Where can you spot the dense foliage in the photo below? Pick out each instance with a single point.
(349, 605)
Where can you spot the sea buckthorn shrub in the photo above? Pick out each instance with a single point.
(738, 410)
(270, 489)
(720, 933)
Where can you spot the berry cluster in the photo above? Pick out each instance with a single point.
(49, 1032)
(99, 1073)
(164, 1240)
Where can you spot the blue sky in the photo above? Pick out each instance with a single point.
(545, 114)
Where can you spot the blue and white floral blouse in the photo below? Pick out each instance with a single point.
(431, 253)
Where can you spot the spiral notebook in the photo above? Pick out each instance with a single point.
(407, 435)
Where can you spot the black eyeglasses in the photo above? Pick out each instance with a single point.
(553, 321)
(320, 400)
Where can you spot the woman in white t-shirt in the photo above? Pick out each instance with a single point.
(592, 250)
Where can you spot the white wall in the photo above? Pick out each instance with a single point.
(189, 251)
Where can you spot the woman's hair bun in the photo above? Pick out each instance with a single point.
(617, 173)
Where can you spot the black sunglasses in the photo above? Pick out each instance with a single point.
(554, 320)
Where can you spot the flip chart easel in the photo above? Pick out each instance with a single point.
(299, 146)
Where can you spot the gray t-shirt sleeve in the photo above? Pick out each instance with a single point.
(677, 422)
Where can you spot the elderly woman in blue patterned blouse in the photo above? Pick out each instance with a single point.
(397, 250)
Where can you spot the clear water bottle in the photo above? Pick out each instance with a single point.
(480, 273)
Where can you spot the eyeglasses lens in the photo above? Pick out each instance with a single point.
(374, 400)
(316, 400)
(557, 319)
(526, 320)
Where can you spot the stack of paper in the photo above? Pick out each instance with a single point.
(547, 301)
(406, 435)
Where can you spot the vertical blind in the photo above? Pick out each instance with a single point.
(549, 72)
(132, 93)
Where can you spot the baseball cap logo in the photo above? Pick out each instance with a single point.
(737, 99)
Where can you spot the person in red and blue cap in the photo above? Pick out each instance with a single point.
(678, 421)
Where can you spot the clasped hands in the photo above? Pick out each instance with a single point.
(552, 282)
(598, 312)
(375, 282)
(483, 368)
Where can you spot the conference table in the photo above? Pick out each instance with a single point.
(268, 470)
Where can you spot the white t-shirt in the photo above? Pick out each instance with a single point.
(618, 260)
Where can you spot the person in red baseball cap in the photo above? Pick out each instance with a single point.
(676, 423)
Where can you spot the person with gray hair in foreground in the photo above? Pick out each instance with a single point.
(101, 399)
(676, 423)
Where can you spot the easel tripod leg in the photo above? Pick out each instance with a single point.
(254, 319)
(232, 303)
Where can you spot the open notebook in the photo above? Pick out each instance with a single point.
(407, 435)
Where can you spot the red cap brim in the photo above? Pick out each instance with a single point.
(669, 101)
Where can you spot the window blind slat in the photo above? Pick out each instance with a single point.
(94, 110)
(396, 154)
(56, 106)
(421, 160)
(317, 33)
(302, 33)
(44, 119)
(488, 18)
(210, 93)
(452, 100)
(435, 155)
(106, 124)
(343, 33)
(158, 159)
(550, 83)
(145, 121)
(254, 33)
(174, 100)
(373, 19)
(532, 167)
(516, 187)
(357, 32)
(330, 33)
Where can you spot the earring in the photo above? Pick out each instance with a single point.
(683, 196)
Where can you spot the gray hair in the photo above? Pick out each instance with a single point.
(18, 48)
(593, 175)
######
▸ GOAL:
Output an exact copy of each record.

▸ FINAL ANSWER:
Where can you spot the dense foliage in the photo below? Pick out each instance with a single point.
(349, 605)
Where can you spot the sea buckthorn shrub in the photo above? Pick out each instance with a single point.
(738, 410)
(270, 489)
(720, 933)
Where can you spot the berry cluster in the photo above? Pick out each instance with a single point.
(49, 1032)
(99, 1073)
(164, 1240)
Where can you spot the blue sky in the photo above? Pick out each instance with a single point.
(545, 114)
Where can you spot the blue and white floral blouse in the photo below? Pick out each instance with a single point.
(431, 253)
Where can you spot the spiral notebook in the photo above? Pick out each instance with a single point.
(407, 435)
Where can you spot the black eyeglasses in the photo above? Pick out each instance with a single point.
(553, 321)
(320, 400)
Where can you spot the woman in white t-shirt in the photo above? Pick out each instance with a single point.
(592, 250)
Where can you spot the white wall in the photo above? Pick out each instance with a single point.
(189, 251)
Where can you spot the woman's hair bun in the photo above? Pick out each instance with a single point.
(617, 173)
Where can you spot the black sunglasses in the photo above? Pick out each instance with a single point.
(554, 320)
Where can you spot the flip chart easel in the photo above? Pick out each instance with a single point.
(299, 146)
Where can you spot the gray t-shirt sleeve in the photo above? Pick out each instance with a single point.
(677, 422)
Where can you spot the elderly woman in blue patterned blouse in the photo above? Pick out each instance with a single point.
(397, 250)
Where can you spot the clear water bottle in the photo above? Pick out each instance with a single point.
(480, 273)
Where can you spot the eyeglasses lens in the photo above? Pick out each instance with a single point.
(374, 400)
(316, 400)
(557, 319)
(526, 320)
Where can you spot the stack of paper in the photo above? Pick out each instance with a single point.
(547, 301)
(406, 435)
Where can you spot the vertical blind in the photo above? Pick out each instance with a single point.
(549, 72)
(132, 93)
Where can you spot the baseball cap logo in the photo above? Pick out each instance with a single point.
(737, 99)
Where can you spot the person in red and blue cap in the photo above? Pick out each instance with a single point.
(678, 421)
Where can you spot the clasped hands in the photo above? Pick out each instance with a single point.
(552, 282)
(598, 312)
(375, 282)
(483, 368)
Where can you spot the conference table in the photo above? Pick out each instance with a single point.
(268, 470)
Where can you spot the white t-shirt in the photo above? Pick out each instance with a single point.
(618, 260)
Where can you spot the person in red baseball cap in the photo above? Pick out each instance with a single point.
(676, 423)
Where can you spot the person with gray hair in foreground in the photo above? Pick out each instance with a single point.
(101, 399)
(676, 423)
Where can you spot the easel tripod leg in the photo above? Pick out each instance with a single point.
(254, 319)
(232, 303)
Where can you spot the open notebook in the photo above? Pick out each instance with a single point.
(407, 435)
Where can you spot the red cap brim in the photo above? Pick out each instance with a single point.
(669, 101)
Where can you spot the window blind slat in the photo above? Pick out each instance with a single point.
(94, 110)
(396, 154)
(56, 106)
(421, 160)
(317, 33)
(302, 33)
(44, 119)
(488, 18)
(210, 93)
(452, 100)
(435, 155)
(106, 124)
(343, 33)
(158, 159)
(550, 83)
(145, 121)
(254, 33)
(174, 100)
(373, 19)
(532, 167)
(516, 187)
(357, 32)
(330, 33)
Where can you spot the earring in the photo above? Pick out each instance with a single point.
(683, 196)
Where can you spot the gray hair in the photo above? Pick out each instance with a single point.
(18, 48)
(593, 175)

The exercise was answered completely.